=== DATA ===

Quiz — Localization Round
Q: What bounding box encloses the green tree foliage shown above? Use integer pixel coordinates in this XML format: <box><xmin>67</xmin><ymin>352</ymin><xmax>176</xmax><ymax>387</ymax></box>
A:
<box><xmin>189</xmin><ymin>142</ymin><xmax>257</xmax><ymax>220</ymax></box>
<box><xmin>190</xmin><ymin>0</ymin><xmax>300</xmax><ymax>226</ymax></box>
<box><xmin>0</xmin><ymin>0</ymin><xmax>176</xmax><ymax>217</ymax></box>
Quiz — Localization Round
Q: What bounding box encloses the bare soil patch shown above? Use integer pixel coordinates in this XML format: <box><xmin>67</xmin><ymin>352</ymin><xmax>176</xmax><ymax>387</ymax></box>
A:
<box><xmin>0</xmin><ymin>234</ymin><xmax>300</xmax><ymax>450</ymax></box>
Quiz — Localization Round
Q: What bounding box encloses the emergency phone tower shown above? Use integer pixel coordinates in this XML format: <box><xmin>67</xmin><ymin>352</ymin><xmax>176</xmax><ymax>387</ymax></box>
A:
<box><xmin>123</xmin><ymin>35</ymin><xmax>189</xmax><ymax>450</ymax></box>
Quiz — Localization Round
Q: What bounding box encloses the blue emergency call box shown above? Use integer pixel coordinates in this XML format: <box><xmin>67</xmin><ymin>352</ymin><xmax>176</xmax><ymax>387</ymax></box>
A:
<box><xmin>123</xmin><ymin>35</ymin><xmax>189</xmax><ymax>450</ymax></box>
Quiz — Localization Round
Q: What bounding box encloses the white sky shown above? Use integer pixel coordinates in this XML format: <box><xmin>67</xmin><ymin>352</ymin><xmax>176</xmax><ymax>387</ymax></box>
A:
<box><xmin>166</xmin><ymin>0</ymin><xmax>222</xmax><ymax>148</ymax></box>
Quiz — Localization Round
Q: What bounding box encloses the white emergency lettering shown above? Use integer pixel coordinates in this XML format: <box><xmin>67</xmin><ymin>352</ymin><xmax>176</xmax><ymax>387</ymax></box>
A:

===

THE EXERCISE = Rescale every entry above: write each one out again with its request unchanged, and multiply every box coordinate in the answers by 1.4. Round each result to a whole number, with halves rounding up.

SOLVED PROBLEM =
Quiz — Localization Round
Q: What bounding box encloses the green tree foliage shown above? Use integer pixel coordinates in this XML format: <box><xmin>67</xmin><ymin>352</ymin><xmax>176</xmax><ymax>387</ymax></box>
A:
<box><xmin>265</xmin><ymin>199</ymin><xmax>360</xmax><ymax>308</ymax></box>
<box><xmin>266</xmin><ymin>0</ymin><xmax>420</xmax><ymax>316</ymax></box>
<box><xmin>0</xmin><ymin>0</ymin><xmax>246</xmax><ymax>304</ymax></box>
Quiz — Localization Round
Q: What bounding box encloses the bare soil patch shown above? Use integer pixel coordinates in this XML format: <box><xmin>67</xmin><ymin>352</ymin><xmax>176</xmax><ymax>387</ymax></box>
A:
<box><xmin>0</xmin><ymin>328</ymin><xmax>420</xmax><ymax>630</ymax></box>
Quiz — Localization Round
Q: What bounding box encloses the emergency phone tower shown above? Use integer pixel coordinates in this XML format: <box><xmin>67</xmin><ymin>352</ymin><xmax>176</xmax><ymax>387</ymax></box>
A:
<box><xmin>172</xmin><ymin>49</ymin><xmax>265</xmax><ymax>630</ymax></box>
Quiz — Localization Round
Q: What bounding box encloses the blue emergency call box shown above? Use integer pixel coordinates in this XML format: <box><xmin>67</xmin><ymin>352</ymin><xmax>176</xmax><ymax>387</ymax></box>
A:
<box><xmin>172</xmin><ymin>49</ymin><xmax>265</xmax><ymax>630</ymax></box>
Quiz — Localization Round
Q: What bounding box encloses the white sky shown above? Use integer pixel coordinates in this XML format: <box><xmin>67</xmin><ymin>352</ymin><xmax>176</xmax><ymax>387</ymax></box>
A:
<box><xmin>232</xmin><ymin>0</ymin><xmax>311</xmax><ymax>207</ymax></box>
Quiz — Localization Round
Q: What bounding box encloses the white emergency lettering shown above? Use integer pixel coordinates in this XML format: <box><xmin>67</xmin><ymin>352</ymin><xmax>176</xmax><ymax>387</ymax></box>
A:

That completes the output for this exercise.